◆ **TASK 1**:
Answer these questions from the discussion on Nevada's judicial elections, one line per answer, marked like the questions:
(a) Which newspaper ran the article that Brennan asks about?
(b) What one-word answer does Bach give when asked whether the system works?
(c) Which system does Frankovich say could serve as a benchmark?
◆ **TASK 2**: Revise the discussion on Nevada's judicial elections. Write out everything from "Brennan: What about" down to "a different story.", changing every "attorneys" to "lawyers".
◆ **TASK 3**: Extend the discussion on Nevada's judicial elections, starting right after its final sentence.

◆ **DOCUMENT PASSAGE**:
────────────────────
Brennan: What about the article that ran recently in the Los Angeles Times that talked about Nevada’s judges and lawyers in a very negative light? What did you think of that story?
Bach: A lot of attorneys have been sidestepping media questions and trying to avoid this issue. I thought perhaps if we discussed it here, we could get a little more insight as to whether or not the current system works, if it creates a breeding ground for corruption, and whether or not there’s support in the community for any type of change.
Brennan: Do you think the system works?
Bach: No. I think that most people and even most attorneys believe the system doesn’t work, but whether or not they will admit it is a different story.
Frankovich: Worse than that, I don’t think any judge will ever admit it because he or she has to run for election. I have never been involved in a judicial race where the judge didn’t find it distasteful to go out and solicit campaign contributions, for any judicial election. But rarely will a judge come out and say, “I don’t think the elective process [for selecting judges] is the best process,” because they’re afraid there will be retaliation by the electorate. The electorate probably thinks electing judges is a part of a check-and-balance system. It needs to be addressed because it certainly creates the impression that if you make a campaign contribution to a judge, you will get a benefit later. It’s not a Nevada problem – it’s a national problem. And I think most of us here would agree there should be a better way. I think the federal system is one that certainly could serve as a benchmark, but I don’t think the electorate would ever accept it.
────────────────────
◆ **SOURCE DATA**:

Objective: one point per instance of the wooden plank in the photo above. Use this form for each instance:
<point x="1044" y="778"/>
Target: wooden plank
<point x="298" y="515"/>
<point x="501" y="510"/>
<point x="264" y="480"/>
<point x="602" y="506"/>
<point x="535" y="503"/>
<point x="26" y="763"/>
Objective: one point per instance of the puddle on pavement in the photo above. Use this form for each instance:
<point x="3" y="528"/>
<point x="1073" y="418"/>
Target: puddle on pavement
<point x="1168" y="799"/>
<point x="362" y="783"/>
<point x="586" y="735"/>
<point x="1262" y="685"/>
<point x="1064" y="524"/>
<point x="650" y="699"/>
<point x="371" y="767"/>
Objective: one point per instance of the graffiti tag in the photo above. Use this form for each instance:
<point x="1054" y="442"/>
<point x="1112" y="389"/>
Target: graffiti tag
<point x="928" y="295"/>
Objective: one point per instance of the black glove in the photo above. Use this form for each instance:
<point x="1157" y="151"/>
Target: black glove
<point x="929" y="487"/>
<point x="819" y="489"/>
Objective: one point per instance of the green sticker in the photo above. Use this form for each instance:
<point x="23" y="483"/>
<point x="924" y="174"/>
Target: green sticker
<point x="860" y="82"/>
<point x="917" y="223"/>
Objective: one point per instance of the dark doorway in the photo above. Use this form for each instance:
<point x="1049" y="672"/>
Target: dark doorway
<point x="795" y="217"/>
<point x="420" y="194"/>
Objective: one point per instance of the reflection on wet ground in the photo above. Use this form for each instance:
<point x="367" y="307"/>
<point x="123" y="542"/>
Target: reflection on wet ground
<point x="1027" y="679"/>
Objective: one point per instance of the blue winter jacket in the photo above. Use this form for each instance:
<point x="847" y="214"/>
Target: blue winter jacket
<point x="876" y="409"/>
────────────────────
◆ **WRITTEN RESPONSE 1**:
(a) The Los Angeles Times
(b) No
(c) The federal system

◆ **WRITTEN RESPONSE 2**:
Brennan: What about the article that ran recently in the Los Angeles Times that talked about Nevada’s judges and lawyers in a very negative light? What did you think of that story?
Bach: A lot of lawyers have been sidestepping media questions and trying to avoid this issue. I thought perhaps if we discussed it here, we could get a little more insight as to whether or not the current system works, if it creates a breeding ground for corruption, and whether or not there’s support in the community for any type of change.
Brennan: Do you think the system works?
Bach: No. I think that most people and even most lawyers believe the system doesn’t work, but whether or not they will admit it is a different story.

◆ **WRITTEN RESPONSE 3**:
O’Reilly: If we’re talking about whether judges should be elected or appointed, that’s a system that has been subject to debate for all of our lifetimes. But as to whether our judiciary system as a whole works, I feel it works pretty well. In terms of day-to-day in the courthouse, I think we get a fairly good call. It’s the typical L.A. approach to throw stones at Nevada when 39 other states do the same thing.
Kamer: Besides that, it’s no different in California than it is here.
O’Reilly: As long as you have judges who are elected, you’re going to have judges who make decisions that either look bad – or in fact are bad – based on campaign contributions. But on the other hand, I’m not sure I would like to have our state court judges appointed for life. History has shown that there’s a benefit to putting those people out of office who develop what I call a bad case of “robe-itis.” They get that robe and it goes to their head; then they treat the people before them like dirt.
Bach: I think there’s a middle ground between having lifetime tenure and being elected.
Kamer: It’s a hybrid plan where you get appointed for your first seat, then you have to run one time, and then it’s a matter of retention. Studies have shown that when lawyers advocate for a change in the judicial process, the public reacts against it. So the best thing the L.A. Times article could have done is to educate our citizen legislators that there’s a problem. Maybe in the next legislative session, the legislators themselves will put forth some changes that we all can live with.
Nile Leatham: I think this is a very important issue. One of the reasons we have the prosperous economy and freedom we do is because people by and large have confidence that when they stand in front of a judge, the decision will be made fairly, and will be based on the merits of the case. Anything we can do to assist our courts in maintaining integrity is very important.
Frankovich: We have to also maintain the right of a judge to make a controversial decision and not be afraid he or she is going to get ousted from office, either immediately or at the next election. Our history shows that controversial decisions have shaped our legal system, to a large extent. Judges have to be able to do that without fear of retaliation.
Byrne: And that’s the problem with our current system. It’s a political system. It should be a nonpartisan system, and electing judges is just the wrong thing to do. Unfortunately, it’s not going to change in Nevada because it’s in our Constitution. It would require approval in two general elections to change the current system, and the media here won’t get behind it.
Kamer: The L.A. Times article may have been a real catalyst for potential change.